*** Block opens ***
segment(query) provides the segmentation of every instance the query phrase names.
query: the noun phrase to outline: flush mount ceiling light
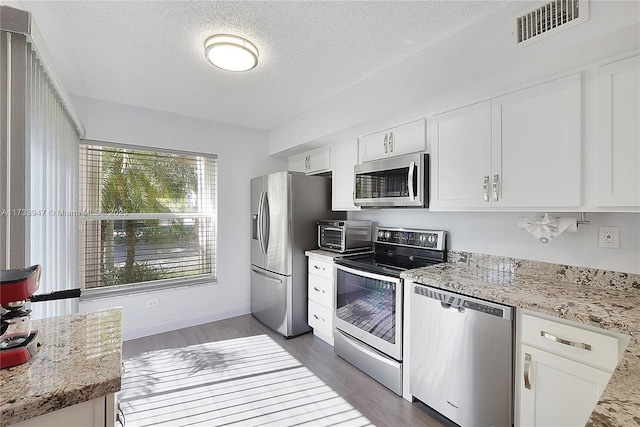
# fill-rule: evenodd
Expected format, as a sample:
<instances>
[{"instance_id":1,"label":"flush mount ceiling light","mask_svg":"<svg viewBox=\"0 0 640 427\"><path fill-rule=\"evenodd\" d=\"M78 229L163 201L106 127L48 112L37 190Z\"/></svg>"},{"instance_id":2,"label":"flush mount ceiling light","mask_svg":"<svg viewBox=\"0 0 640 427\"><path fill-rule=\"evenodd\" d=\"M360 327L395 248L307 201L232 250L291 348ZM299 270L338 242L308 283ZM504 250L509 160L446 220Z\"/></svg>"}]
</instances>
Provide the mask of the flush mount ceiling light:
<instances>
[{"instance_id":1,"label":"flush mount ceiling light","mask_svg":"<svg viewBox=\"0 0 640 427\"><path fill-rule=\"evenodd\" d=\"M227 71L249 71L258 65L258 48L230 34L209 37L204 42L204 54L213 65Z\"/></svg>"}]
</instances>

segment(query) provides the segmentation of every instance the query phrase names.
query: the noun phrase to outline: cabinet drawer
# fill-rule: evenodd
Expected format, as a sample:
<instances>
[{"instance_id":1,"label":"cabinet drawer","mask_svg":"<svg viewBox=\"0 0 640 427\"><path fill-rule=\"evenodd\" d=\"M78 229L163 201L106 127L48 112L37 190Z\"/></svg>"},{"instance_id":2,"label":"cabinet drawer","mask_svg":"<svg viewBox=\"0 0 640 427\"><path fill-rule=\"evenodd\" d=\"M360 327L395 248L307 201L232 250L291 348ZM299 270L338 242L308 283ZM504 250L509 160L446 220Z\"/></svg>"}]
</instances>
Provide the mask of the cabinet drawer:
<instances>
[{"instance_id":1,"label":"cabinet drawer","mask_svg":"<svg viewBox=\"0 0 640 427\"><path fill-rule=\"evenodd\" d=\"M313 332L327 337L333 336L333 312L314 301L309 301L309 326Z\"/></svg>"},{"instance_id":2,"label":"cabinet drawer","mask_svg":"<svg viewBox=\"0 0 640 427\"><path fill-rule=\"evenodd\" d=\"M333 263L309 258L309 274L333 280Z\"/></svg>"},{"instance_id":3,"label":"cabinet drawer","mask_svg":"<svg viewBox=\"0 0 640 427\"><path fill-rule=\"evenodd\" d=\"M333 308L333 279L309 275L309 300Z\"/></svg>"},{"instance_id":4,"label":"cabinet drawer","mask_svg":"<svg viewBox=\"0 0 640 427\"><path fill-rule=\"evenodd\" d=\"M523 314L522 342L608 371L618 365L618 338L578 324Z\"/></svg>"}]
</instances>

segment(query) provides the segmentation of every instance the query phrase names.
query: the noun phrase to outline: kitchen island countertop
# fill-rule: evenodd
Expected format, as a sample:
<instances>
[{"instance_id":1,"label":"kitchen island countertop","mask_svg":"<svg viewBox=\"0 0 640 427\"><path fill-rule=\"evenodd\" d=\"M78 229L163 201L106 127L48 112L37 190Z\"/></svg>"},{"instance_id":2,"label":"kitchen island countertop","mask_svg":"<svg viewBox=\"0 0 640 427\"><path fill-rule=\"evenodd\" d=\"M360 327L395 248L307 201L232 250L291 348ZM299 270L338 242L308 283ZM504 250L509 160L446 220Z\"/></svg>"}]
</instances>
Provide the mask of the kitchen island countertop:
<instances>
[{"instance_id":1,"label":"kitchen island countertop","mask_svg":"<svg viewBox=\"0 0 640 427\"><path fill-rule=\"evenodd\" d=\"M122 309L33 320L42 347L0 371L0 427L120 390Z\"/></svg>"},{"instance_id":2,"label":"kitchen island countertop","mask_svg":"<svg viewBox=\"0 0 640 427\"><path fill-rule=\"evenodd\" d=\"M443 263L404 279L629 335L587 425L640 425L640 279L638 275L517 260ZM530 268L535 264L535 268ZM586 271L586 273L585 273Z\"/></svg>"}]
</instances>

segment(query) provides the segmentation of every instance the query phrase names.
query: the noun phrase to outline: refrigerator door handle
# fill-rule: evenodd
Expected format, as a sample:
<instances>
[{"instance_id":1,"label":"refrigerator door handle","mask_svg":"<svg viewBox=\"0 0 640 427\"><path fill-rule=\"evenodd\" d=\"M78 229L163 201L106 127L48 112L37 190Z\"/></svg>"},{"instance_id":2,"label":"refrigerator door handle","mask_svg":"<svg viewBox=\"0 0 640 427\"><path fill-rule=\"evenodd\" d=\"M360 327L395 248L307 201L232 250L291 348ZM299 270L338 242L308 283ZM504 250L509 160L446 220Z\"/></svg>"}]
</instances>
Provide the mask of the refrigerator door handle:
<instances>
[{"instance_id":1,"label":"refrigerator door handle","mask_svg":"<svg viewBox=\"0 0 640 427\"><path fill-rule=\"evenodd\" d=\"M264 277L265 279L273 280L274 282L278 282L278 283L282 283L282 279L278 279L278 278L273 277L273 276L271 276L269 274L263 273L262 271L256 270L255 268L251 268L251 271L256 273L258 276Z\"/></svg>"},{"instance_id":2,"label":"refrigerator door handle","mask_svg":"<svg viewBox=\"0 0 640 427\"><path fill-rule=\"evenodd\" d=\"M264 243L262 238L262 215L263 215L263 199L264 199L264 191L260 193L260 200L258 201L258 218L257 222L257 232L258 232L258 244L260 245L260 252L264 254Z\"/></svg>"},{"instance_id":3,"label":"refrigerator door handle","mask_svg":"<svg viewBox=\"0 0 640 427\"><path fill-rule=\"evenodd\" d=\"M264 234L262 235L262 243L264 244L264 253L267 253L269 249L269 234L271 232L271 212L269 211L269 193L264 193L263 199L264 207L262 208L262 215L264 216Z\"/></svg>"}]
</instances>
*** Block closes ***
What is needed is a verbatim copy of the entries, leaving out any pictures.

Solution:
segment(query) provides the segmentation of every instance the query phrase names.
query: the noun phrase to outline: flush mount ceiling light
# fill-rule: evenodd
Expected format, as a sample:
<instances>
[{"instance_id":1,"label":"flush mount ceiling light","mask_svg":"<svg viewBox=\"0 0 640 427\"><path fill-rule=\"evenodd\" d=\"M78 229L163 201L106 127L48 112L37 190Z\"/></svg>"},{"instance_id":2,"label":"flush mount ceiling light","mask_svg":"<svg viewBox=\"0 0 640 427\"><path fill-rule=\"evenodd\" d=\"M360 327L395 248L307 201L232 250L291 348ZM299 270L338 242L308 283ZM504 250L509 160L446 220Z\"/></svg>"}]
</instances>
Provide the mask of the flush mount ceiling light:
<instances>
[{"instance_id":1,"label":"flush mount ceiling light","mask_svg":"<svg viewBox=\"0 0 640 427\"><path fill-rule=\"evenodd\" d=\"M227 71L249 71L258 65L258 48L230 34L209 37L204 42L204 54L213 65Z\"/></svg>"}]
</instances>

segment(query) provides the segmentation of every instance the query phrase names.
query: the noun phrase to outline: cabinet drawer
# fill-rule: evenodd
Expected format, as a sample:
<instances>
[{"instance_id":1,"label":"cabinet drawer","mask_svg":"<svg viewBox=\"0 0 640 427\"><path fill-rule=\"evenodd\" d=\"M78 229L163 201L106 127L48 112L37 190Z\"/></svg>"},{"instance_id":2,"label":"cabinet drawer","mask_svg":"<svg viewBox=\"0 0 640 427\"><path fill-rule=\"evenodd\" d=\"M360 327L395 248L307 201L232 250L291 348ZM299 270L338 242L308 283ZM504 250L509 160L446 220Z\"/></svg>"}]
</instances>
Provide the mask of the cabinet drawer:
<instances>
[{"instance_id":1,"label":"cabinet drawer","mask_svg":"<svg viewBox=\"0 0 640 427\"><path fill-rule=\"evenodd\" d=\"M313 332L327 337L333 336L333 312L314 301L309 301L309 326Z\"/></svg>"},{"instance_id":2,"label":"cabinet drawer","mask_svg":"<svg viewBox=\"0 0 640 427\"><path fill-rule=\"evenodd\" d=\"M333 263L309 258L309 274L333 280Z\"/></svg>"},{"instance_id":3,"label":"cabinet drawer","mask_svg":"<svg viewBox=\"0 0 640 427\"><path fill-rule=\"evenodd\" d=\"M333 308L333 279L309 275L309 300Z\"/></svg>"},{"instance_id":4,"label":"cabinet drawer","mask_svg":"<svg viewBox=\"0 0 640 427\"><path fill-rule=\"evenodd\" d=\"M523 314L522 342L608 371L618 365L618 338L578 324Z\"/></svg>"}]
</instances>

segment(query) provides the segmentation of every instance the query phrase names.
query: the noun phrase to outline: kitchen island countertop
# fill-rule: evenodd
Expected format, as a sample:
<instances>
[{"instance_id":1,"label":"kitchen island countertop","mask_svg":"<svg viewBox=\"0 0 640 427\"><path fill-rule=\"evenodd\" d=\"M78 229L163 201L106 127L48 112L37 190Z\"/></svg>"},{"instance_id":2,"label":"kitchen island countertop","mask_svg":"<svg viewBox=\"0 0 640 427\"><path fill-rule=\"evenodd\" d=\"M360 327L395 248L307 201L232 250L291 348ZM299 270L338 242L308 283ZM504 250L509 160L446 220Z\"/></svg>"}]
</instances>
Provide the mask of the kitchen island countertop:
<instances>
[{"instance_id":1,"label":"kitchen island countertop","mask_svg":"<svg viewBox=\"0 0 640 427\"><path fill-rule=\"evenodd\" d=\"M122 309L33 320L42 347L0 371L0 427L120 390Z\"/></svg>"},{"instance_id":2,"label":"kitchen island countertop","mask_svg":"<svg viewBox=\"0 0 640 427\"><path fill-rule=\"evenodd\" d=\"M443 263L404 279L629 335L587 425L640 425L640 279L638 275L517 260ZM530 268L535 264L535 268ZM586 271L586 273L585 273Z\"/></svg>"}]
</instances>

segment(query) provides the segmentation of every instance the query phrase names.
query: the noun phrase to outline: refrigerator door handle
# fill-rule: evenodd
Expected format, as a sample:
<instances>
[{"instance_id":1,"label":"refrigerator door handle","mask_svg":"<svg viewBox=\"0 0 640 427\"><path fill-rule=\"evenodd\" d=\"M78 229L163 201L106 127L48 112L37 190Z\"/></svg>"},{"instance_id":2,"label":"refrigerator door handle","mask_svg":"<svg viewBox=\"0 0 640 427\"><path fill-rule=\"evenodd\" d=\"M360 327L395 248L307 201L232 250L291 348ZM299 270L338 242L308 283ZM504 250L509 160L446 220Z\"/></svg>"}]
</instances>
Provide the mask of the refrigerator door handle:
<instances>
[{"instance_id":1,"label":"refrigerator door handle","mask_svg":"<svg viewBox=\"0 0 640 427\"><path fill-rule=\"evenodd\" d=\"M264 277L265 279L273 280L274 282L278 282L278 283L282 283L282 279L278 279L278 278L273 277L273 276L271 276L269 274L263 273L262 271L256 270L255 268L251 268L251 271L256 273L258 276Z\"/></svg>"},{"instance_id":2,"label":"refrigerator door handle","mask_svg":"<svg viewBox=\"0 0 640 427\"><path fill-rule=\"evenodd\" d=\"M264 243L262 238L262 215L263 215L263 199L264 199L264 191L260 193L260 200L258 201L258 218L257 222L257 232L258 232L258 244L260 245L260 252L264 254Z\"/></svg>"},{"instance_id":3,"label":"refrigerator door handle","mask_svg":"<svg viewBox=\"0 0 640 427\"><path fill-rule=\"evenodd\" d=\"M264 234L262 235L262 243L264 244L264 253L267 253L269 249L269 234L271 232L271 212L269 211L269 193L264 193L263 199L264 207L262 208L262 215L264 216Z\"/></svg>"}]
</instances>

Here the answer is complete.